Il suo compito
Prosegua il testo sul fantasma della merce, riprendendo dopo la sua ultima frase.

Testo fornito
● ● ● ● ● ● ●

A cura di Rossella Moratto e Luca Scarabelli

La merce trascende la concretezza dell’oggetto per occupare pervasivamente la dimensione immateriale del desiderio, dell’identità e dell’immaginario personale e collettivo. Nell’epoca del capitalismo globale e digitale la sua materialità appare quasi residuale mentre accresce esponenzialmente il suo fantasma che è ovunque, un fantasma che sogna.
La colonizzazione fantasmatica delle esistenze individuali, prive di identità di classe, di sistemi di riferimento e di speranze nel futuro che non appare più all’orizzonte dell’eterno presente, si è definitivamente compiuta: la merce sembra essere l’unico universo di significanti su cui formare la propria identità consumatrice e perennemente desiderante attraverso un quotidiano esercizio di proiezione allucinatoria. Il fantasma è il potente meccanismo che il capitalismo mette in atto per governare le soggettività contemporanee e diventa anche il tramite per gestire i rapporti tra individuo e società. Si compie così la progressiva alienazione della soggettività nella merce, in una tensione perenne, mai appagata. Il fantasma sogna e noi con lui.
Il sonno che produce le vivide visioni oniriche che incantano e seducono la maggioranza per alcuni è disturbato, frammentario e discontinuo: nelle pieghe dell’assopimento si appanna lo splendore fittizio dell’incoscienza rivelando un altro aspetto della merce, che si manifesta epifanicamente nella sua ottusa opacità fenomenica.
Non è facile esprimere queste evasioni perché l’onnivoro spettro si nutre di tutto, anche del suo opposto, digerendolo e trasformandolo a sua somiglianza in un processo di accrescimento incessante apparentemente impazzito: per sottrarsi bisogna procedere per allusioni e slittamenti di senso, trasformando la seduzione alienante in adescamento insidioso.

● ● ● ● ● ● ●

Righe tratte da una raccolta
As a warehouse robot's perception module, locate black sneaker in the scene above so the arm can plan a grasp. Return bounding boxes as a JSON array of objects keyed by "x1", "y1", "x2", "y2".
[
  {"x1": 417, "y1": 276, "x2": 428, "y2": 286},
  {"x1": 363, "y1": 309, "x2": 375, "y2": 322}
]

● ● ● ● ● ● ●

Risposta corretta
Angelo Sarleti e Joykix tentano di ingannare il fantasma, in modi diversi ma con alcune affinità, ambedue portatori di un’urgenza che rimanda alla questione imprescindibile del soggetto e del sua possibilità di intervenire nel reale.
Joykix si immerge nella merce, spiando voyeuristicamente il mondo segreto del prodotto necessario per eccellenza, il cibo, rivelandone una nudità estranea, perfino sgradevole, abitualmente celata da un’ammaliante confezione. La seduzione del packaging è lo specchio per le allodole, il gioiello a portata di tasca che si esibisce nel suo splendore illuminato dalle luci di una ribalta effimera e destinato presto a diventare scarto privo di valore, il totemico residuo dell’aleatorietà del fantasma, dalla natura apparentemente instabile ma tenace. Ed è questa precarietà, che si alimenta di criticità endemiche e continue che Angelo Sarleti rappresenta come incontro/scontro di figure geometriche che descrivono gli squilibri delle dinamiche del capitale. Sotto le spoglie di innocue geometrie dipinte con tecniche tradizionali che formalmente richiamano la tradizione dell’Astrattismo, traducono l’instabilità dei flussi finanziari prendendone in considerazione di volta in volta diversi aspetti: in particolare in questa serie di prototipi è descritto l’immobilismo precario della crisi ciclica del sistema che – Too big to fail cioè troppo grosso per fallire – si manifesta a velocità sempre più rapida, sacrificando cannibalescamente alcune delle sue membra per la sopravvivenza del corpo disincarnato del capitale.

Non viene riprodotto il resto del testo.